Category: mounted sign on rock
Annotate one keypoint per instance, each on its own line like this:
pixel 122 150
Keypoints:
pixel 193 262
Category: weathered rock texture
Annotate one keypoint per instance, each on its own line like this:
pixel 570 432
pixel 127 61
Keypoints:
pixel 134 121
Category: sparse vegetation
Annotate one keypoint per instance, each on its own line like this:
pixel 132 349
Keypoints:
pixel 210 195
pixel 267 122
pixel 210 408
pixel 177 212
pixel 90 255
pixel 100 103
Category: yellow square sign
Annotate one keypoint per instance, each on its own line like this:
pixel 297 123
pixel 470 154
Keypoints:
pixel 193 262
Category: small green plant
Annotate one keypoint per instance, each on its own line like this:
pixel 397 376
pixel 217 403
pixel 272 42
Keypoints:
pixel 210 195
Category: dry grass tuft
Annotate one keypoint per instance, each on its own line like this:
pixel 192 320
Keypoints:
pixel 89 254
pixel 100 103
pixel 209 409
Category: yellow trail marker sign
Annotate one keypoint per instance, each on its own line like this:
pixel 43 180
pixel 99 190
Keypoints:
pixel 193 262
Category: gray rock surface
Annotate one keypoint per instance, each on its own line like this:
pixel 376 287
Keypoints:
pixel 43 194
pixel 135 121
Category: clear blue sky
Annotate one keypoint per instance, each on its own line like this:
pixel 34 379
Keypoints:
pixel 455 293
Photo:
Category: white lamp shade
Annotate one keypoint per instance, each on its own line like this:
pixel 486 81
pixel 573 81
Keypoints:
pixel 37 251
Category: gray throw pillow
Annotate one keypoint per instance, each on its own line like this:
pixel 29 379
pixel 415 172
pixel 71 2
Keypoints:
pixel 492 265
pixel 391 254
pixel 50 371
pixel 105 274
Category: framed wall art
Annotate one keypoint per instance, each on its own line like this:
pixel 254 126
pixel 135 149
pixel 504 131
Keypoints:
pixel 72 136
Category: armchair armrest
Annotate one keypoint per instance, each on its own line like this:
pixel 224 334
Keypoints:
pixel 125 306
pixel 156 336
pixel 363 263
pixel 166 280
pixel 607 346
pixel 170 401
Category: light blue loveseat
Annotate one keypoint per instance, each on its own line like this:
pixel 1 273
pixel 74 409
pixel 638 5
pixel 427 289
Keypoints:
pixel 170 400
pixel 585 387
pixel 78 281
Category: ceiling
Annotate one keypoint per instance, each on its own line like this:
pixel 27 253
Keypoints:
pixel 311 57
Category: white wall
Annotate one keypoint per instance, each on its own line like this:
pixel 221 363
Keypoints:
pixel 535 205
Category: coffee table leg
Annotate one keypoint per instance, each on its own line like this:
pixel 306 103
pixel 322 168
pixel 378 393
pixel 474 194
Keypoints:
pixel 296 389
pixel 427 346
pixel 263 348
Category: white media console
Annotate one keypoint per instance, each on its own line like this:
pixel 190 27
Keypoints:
........
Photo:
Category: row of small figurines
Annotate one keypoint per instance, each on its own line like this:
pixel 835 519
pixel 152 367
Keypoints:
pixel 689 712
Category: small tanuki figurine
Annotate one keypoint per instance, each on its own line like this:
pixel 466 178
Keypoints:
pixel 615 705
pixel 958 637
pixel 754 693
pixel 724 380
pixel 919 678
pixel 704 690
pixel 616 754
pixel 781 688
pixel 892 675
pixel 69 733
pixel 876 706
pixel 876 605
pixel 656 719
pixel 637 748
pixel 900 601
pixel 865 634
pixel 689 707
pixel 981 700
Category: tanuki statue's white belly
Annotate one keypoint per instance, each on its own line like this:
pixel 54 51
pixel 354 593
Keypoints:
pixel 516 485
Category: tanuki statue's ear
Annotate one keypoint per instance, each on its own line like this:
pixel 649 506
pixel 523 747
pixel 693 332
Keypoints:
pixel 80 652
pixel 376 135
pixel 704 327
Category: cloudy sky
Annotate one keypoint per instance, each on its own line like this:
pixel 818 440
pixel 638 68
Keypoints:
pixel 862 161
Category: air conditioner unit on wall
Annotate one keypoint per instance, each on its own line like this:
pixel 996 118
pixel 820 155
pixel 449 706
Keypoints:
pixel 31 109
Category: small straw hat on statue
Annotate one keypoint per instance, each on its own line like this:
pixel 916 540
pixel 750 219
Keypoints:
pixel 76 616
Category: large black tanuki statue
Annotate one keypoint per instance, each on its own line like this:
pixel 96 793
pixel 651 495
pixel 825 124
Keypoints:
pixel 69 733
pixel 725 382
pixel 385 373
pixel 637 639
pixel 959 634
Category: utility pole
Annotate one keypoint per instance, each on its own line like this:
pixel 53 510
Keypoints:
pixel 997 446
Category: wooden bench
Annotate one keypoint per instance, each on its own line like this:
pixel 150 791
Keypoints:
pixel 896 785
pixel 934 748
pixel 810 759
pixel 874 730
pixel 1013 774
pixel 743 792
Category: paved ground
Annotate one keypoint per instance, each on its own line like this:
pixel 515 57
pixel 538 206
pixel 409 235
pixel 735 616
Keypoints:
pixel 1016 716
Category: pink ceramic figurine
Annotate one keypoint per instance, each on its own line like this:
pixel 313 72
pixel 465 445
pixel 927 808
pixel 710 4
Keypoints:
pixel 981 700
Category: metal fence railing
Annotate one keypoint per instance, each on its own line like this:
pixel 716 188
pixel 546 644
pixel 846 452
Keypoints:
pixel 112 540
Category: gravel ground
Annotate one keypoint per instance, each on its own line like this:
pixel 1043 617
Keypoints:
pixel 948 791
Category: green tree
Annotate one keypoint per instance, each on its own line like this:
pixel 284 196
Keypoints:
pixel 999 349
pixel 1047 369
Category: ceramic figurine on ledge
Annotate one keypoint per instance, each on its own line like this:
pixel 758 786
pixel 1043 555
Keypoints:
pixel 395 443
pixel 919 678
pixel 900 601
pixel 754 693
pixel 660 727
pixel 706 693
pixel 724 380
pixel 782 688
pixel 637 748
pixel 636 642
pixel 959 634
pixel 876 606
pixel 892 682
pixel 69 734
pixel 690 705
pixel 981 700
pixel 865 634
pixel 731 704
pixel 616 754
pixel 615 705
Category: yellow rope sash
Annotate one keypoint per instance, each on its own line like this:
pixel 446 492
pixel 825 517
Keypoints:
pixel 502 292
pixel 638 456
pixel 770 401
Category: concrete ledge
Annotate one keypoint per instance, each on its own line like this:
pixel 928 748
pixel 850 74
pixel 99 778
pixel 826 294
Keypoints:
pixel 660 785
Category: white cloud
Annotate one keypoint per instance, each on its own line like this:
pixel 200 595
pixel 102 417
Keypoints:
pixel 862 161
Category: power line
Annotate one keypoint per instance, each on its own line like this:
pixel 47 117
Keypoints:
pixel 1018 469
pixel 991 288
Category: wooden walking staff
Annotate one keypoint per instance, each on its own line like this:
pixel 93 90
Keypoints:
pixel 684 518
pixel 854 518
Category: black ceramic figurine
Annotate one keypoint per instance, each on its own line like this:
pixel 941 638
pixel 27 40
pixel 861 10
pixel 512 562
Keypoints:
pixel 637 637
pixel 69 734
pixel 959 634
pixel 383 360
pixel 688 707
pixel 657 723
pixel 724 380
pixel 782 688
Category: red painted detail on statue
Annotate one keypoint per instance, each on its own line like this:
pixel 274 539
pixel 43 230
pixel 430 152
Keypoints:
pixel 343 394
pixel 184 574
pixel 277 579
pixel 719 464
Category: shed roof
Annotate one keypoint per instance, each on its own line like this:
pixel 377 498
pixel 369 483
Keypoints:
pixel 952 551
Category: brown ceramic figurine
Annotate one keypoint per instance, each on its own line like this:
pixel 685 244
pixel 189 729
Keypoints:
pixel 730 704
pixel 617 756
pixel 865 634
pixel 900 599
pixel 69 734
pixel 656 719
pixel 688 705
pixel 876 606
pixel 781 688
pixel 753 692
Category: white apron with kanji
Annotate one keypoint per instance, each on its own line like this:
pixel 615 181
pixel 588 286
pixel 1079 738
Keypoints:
........
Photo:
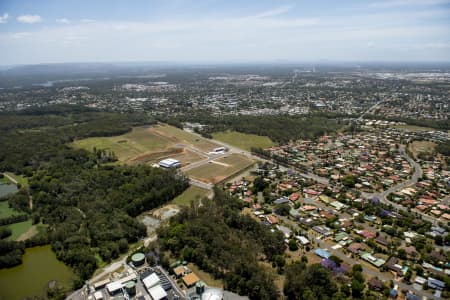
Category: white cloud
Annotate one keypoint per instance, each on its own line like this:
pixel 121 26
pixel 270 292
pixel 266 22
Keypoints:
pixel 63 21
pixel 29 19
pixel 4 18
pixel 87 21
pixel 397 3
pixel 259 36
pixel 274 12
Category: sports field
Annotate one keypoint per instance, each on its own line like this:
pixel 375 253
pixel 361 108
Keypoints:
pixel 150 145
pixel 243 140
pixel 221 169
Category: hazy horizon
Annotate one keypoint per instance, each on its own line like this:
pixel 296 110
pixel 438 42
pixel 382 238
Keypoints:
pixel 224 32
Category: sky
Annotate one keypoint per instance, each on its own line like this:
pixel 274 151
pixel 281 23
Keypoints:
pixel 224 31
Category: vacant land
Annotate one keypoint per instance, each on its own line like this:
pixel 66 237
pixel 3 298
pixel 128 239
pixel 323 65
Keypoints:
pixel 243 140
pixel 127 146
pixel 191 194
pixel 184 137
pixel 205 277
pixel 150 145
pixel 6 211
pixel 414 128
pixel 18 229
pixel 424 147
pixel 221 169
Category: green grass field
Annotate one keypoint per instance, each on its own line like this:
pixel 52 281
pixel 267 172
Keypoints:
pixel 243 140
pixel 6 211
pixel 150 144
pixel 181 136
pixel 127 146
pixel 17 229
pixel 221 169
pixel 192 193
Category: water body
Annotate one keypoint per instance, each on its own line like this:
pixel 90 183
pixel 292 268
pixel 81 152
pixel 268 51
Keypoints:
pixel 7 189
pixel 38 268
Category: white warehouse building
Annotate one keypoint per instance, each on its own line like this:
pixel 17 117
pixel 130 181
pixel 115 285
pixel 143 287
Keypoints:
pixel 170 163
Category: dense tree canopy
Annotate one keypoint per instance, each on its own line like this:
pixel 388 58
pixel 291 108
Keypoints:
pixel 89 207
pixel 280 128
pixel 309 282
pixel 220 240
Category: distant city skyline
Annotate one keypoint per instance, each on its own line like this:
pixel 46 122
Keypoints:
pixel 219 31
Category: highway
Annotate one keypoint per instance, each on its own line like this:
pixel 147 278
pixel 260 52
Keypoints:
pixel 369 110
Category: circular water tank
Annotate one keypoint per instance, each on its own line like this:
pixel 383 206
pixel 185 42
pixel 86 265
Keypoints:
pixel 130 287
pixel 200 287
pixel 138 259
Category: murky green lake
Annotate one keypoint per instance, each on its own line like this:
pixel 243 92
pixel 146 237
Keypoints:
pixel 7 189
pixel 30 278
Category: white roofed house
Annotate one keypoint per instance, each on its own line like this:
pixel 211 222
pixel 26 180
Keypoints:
........
Reescreva o trecho que começa na linha que contém "Category: dense tree canopy" e termina na linha que contém "pixel 220 240", incluindo essas duas linhas, trocando "instance" por "object" e mantendo todo o resto igual.

Category: dense tree canopy
Annotate one keypoint per object, each on its own line like this:
pixel 388 58
pixel 291 108
Keypoints:
pixel 89 207
pixel 280 128
pixel 309 282
pixel 220 240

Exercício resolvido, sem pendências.